● **Testo di partenza**:
-*-

La quarta crisi: contro Sky, Mediaset spinge la Rai ad autoinfliggersi “un danno emergente e un lucro cessante”.

Pacco dono per Mediaset di GIOVANNI VALENTINI-Repubblica.

Stupito, irritato, amareggiato. Il Capo dello Stato ha tutto il diritto di esprimere la propria delusione sulla “rottura annunciata” fra la Rai e Sky che priverà l’azienda pubblica di un ricavo di oltre cinquanta milioni di euro all’anno, in seguito al trasferimento dei canali Raisat su una nuova piattaforma satellitare. E in particolare, ha ragione Giorgio Napolitano a lamentarsi delle modalità con cui è maturato il fallimento della trattativa: una decisione per così dire unilaterale che la direzione generale ha praticamente imposto – come un diktat – a tutto il Consiglio di amministrazione.

In quanto custode e garante della Costituzione, il presidente della Repubblica non può evidentemente disinteressarsi di quel servizio pubblico su cui s’imperniano nel nostro Paese principi fondamentali come il pluralismo e la libertà d’informazione, sanciti solennemente dall’articolo 21. Anzi, con tutto il rispetto che si deve alla sua figura e alla sua persona, è lecito pensare che un intervento più tempestivo sarebbe valso forse a impedire o magari a prevenire un tale esito.

Danno emergente e lucro cessante, avevamo avvertito su questo giornale nelle settimane scorse, mentre già si preparava la rottura. Danno emergente: perché il prossimo bilancio della Rai s’impoverirà di questa cospicua entrata finanziaria e staremo a vedere che cosa avrà da eccepire in proposito la Corte dei Conti. Lucro cessante: perché, oltre a perdere l’audience e quindi la pubblicità raccolta attraverso la pay-tv, ora l’azienda di viale Mazzini dovrà sostenere “pro quota” l’onere della nuova piattaforma di Tivùsat. E tutto ciò, in buona sostanza, per fare un favore o un regalo a Mediaset nella sfida della concorrenza con Sky, come ha riconosciuto – tardivamente – perfino il presidente della Commissione parlamentare di Vigilanza, Sergio Zavoli.

-*-

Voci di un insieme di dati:

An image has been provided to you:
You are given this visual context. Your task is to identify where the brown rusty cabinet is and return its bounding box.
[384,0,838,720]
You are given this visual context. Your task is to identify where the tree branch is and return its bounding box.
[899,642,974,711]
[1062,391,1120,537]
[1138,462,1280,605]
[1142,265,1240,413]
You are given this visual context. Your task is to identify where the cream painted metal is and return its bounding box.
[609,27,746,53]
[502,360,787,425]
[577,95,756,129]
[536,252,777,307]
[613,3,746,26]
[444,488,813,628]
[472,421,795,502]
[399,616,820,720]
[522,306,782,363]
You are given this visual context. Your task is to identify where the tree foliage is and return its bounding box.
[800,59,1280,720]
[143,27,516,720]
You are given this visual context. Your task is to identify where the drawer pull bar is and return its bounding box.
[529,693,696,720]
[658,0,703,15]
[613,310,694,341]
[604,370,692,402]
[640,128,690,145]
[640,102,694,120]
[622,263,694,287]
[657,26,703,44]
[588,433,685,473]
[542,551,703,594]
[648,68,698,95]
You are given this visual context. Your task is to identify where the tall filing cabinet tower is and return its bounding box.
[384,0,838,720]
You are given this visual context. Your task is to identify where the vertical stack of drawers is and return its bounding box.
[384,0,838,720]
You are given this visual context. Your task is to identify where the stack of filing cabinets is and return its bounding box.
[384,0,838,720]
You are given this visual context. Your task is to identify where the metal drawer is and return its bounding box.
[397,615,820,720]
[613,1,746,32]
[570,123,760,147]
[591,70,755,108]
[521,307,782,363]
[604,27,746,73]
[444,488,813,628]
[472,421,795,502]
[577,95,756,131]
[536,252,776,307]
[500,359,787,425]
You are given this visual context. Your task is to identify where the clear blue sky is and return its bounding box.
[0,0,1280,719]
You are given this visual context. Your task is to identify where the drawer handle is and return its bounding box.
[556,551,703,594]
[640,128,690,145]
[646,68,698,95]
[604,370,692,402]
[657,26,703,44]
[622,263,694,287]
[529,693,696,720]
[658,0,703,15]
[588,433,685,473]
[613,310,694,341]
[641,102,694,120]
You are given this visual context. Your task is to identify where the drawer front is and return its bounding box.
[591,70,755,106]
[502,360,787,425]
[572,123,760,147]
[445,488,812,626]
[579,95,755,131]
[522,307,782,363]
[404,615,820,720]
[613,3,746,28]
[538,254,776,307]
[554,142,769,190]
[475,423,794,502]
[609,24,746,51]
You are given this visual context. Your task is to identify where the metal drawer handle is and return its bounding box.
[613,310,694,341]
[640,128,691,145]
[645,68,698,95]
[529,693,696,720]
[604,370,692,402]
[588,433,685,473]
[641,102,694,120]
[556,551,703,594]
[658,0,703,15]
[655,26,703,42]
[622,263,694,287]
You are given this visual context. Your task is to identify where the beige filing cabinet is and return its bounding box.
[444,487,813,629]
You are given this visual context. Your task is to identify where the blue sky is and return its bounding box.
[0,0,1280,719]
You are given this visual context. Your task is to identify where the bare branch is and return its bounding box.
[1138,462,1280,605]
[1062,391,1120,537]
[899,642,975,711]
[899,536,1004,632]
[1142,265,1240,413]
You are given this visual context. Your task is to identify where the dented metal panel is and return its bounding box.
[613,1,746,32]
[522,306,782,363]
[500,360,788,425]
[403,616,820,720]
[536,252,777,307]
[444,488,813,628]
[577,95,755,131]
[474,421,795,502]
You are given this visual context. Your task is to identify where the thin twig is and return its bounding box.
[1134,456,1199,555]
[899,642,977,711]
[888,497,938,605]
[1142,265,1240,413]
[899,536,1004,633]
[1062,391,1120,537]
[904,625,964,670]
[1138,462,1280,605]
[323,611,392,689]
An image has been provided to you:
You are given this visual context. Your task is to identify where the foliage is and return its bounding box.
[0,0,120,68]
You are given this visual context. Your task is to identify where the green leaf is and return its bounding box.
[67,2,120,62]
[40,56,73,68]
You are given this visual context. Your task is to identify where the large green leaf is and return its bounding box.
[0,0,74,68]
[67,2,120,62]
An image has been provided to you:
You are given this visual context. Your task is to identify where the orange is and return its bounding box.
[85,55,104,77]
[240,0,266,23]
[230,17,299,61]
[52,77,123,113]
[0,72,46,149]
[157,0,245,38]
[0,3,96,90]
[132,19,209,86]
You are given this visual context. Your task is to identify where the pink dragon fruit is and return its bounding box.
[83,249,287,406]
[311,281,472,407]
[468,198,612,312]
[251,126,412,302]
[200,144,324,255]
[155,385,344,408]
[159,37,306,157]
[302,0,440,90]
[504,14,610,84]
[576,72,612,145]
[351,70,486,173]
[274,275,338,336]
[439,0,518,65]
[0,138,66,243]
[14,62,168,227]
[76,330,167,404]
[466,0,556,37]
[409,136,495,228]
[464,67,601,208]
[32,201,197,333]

-*-

● **Consegna**: Secondo l'articolo sulla rottura fra Rai e Sky, a quanto ammonta il ricavo annuo di cui sarà privata l'azienda pubblica?

● **La soluzione**: A oltre cinquanta milioni di euro all'anno.